─── Einträge zur Übung

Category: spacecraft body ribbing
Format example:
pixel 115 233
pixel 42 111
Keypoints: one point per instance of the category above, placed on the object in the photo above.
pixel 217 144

──────

### Gestellte Aufgabe
Gib sämtliche Einträge oben Zeile für Zeile unverändert aus.

### Antwort zur Übung
Category: spacecraft body ribbing
Format example:
pixel 115 233
pixel 42 111
Keypoints: one point per instance of the category above, placed on the object in the photo above.
pixel 217 144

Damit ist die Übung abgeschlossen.